* **TAREFA PROPOSTA 1**:
Por favor, identifique e copie cada linha dos registros que contém a palavra "visual".
------ TRECHO
Mil perdões por minha interpretação tão pessimista. Eu gostei do modo como o texto foi escrito, pois gostei desse sentimento de revolta que isso me fez sentir!

Bem-vindo a Academia de Contos! Espero que goste daqui <3

Postado 19/10/21 14:44

Perfeito Melling...a estória deveria mesmo trazer esse pensamento, pq na verdade a realidade é essa mesmo.

Postado 21/02/22 22:33

Num primeiro momento, até é possível pensar no pessoal do bar como amigos do André, que o incentivam e estão ao seu lado numa mesa velha da Skol ou da Itaipava, todos os dias, todas as noites. No entanto, uma amizade vai muito além disso. É enxergar a dor do outro, sentir a dor do outro e ajudá-lo a sair desse momento tão obscuro, seja este qual for (no caso da história, uma crise no casamento). Prender o dito amigo num ciclo regado pelo vício não configura uma boa amizade, e é exatamente isso que os companheiros de bar do André fazem com ele.
------------
* **TAREFA PROPOSTA 2**:
Prolongue o trecho sobre André e seus companheiros de bar, começando logo após a última frase.
------ DADOS EXIBIDOS
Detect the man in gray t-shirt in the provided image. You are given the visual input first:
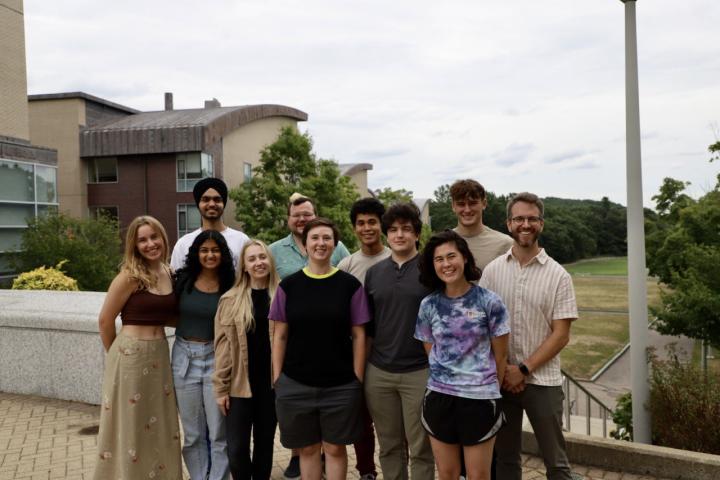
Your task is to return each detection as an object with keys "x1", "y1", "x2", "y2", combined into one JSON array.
------------
------ DADOS EXIBIDOS
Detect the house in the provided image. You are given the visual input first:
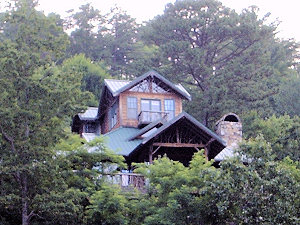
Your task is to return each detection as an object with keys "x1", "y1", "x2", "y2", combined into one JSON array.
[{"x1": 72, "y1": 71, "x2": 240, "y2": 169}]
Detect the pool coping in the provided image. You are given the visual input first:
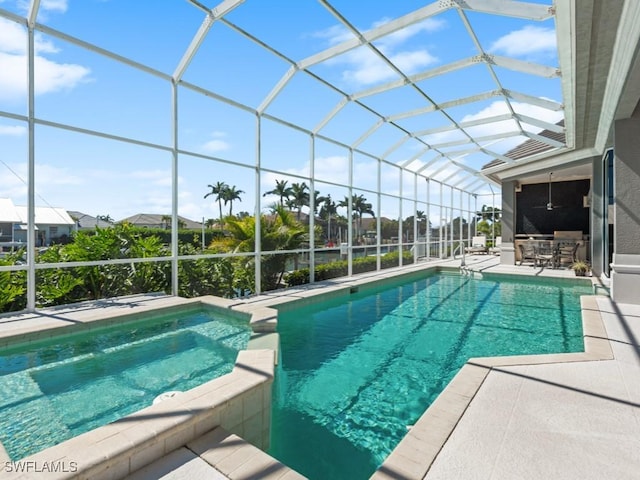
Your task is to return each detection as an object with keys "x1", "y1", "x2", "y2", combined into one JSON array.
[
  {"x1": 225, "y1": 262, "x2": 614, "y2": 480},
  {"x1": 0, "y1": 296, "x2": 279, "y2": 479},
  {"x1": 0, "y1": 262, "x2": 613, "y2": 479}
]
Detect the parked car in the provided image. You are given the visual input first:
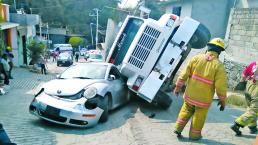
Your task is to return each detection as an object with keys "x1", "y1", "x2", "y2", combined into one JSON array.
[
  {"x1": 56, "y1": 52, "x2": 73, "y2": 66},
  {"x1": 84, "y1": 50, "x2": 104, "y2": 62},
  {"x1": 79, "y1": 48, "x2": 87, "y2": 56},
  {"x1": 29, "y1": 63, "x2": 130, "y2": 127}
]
------------
------ DADOS EXIBIDOS
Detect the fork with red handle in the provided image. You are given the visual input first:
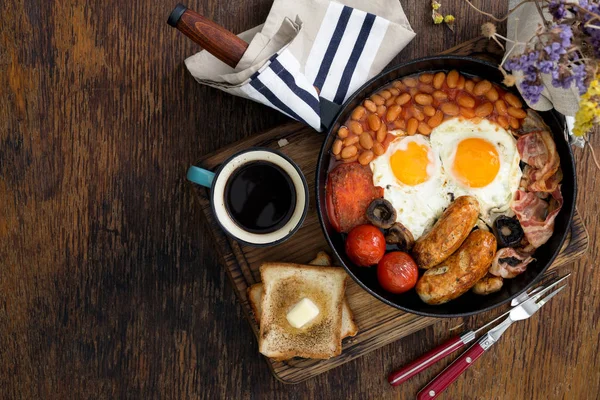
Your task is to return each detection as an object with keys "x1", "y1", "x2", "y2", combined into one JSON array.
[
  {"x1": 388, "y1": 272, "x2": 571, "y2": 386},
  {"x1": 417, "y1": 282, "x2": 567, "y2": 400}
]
------------
* **RESPOSTA ESPERADA 1**:
Detect the man in gray t-shirt in the provided image. You are given the visual input first:
Detect the house in the provided image. You are given the visual input first:
Detect the pool coping in the provided image. You are given the visual input first:
Detect the parked car in the provided image. You are given the visual input first:
Detect the fork with red handle in the provided image. You are given the visual input first:

* **RESPOSTA ESPERADA 2**:
Gostei da reflexão proposta pelo texto, é uma contestação refinada e sutil do valor da amizade.

Até mais!

Postado 09/10/22 23:39 Editado 09/10/22 23:41

Gostei bastante do desenvolvimento do conceito de amizade que você abordou nesse conto. Existem muitas pessoas como os "amigos" do André por aí e acredito que muitos vão se identificar com a mensagem alertada passada nesta obra.

Obrigada por compartilhar conosco!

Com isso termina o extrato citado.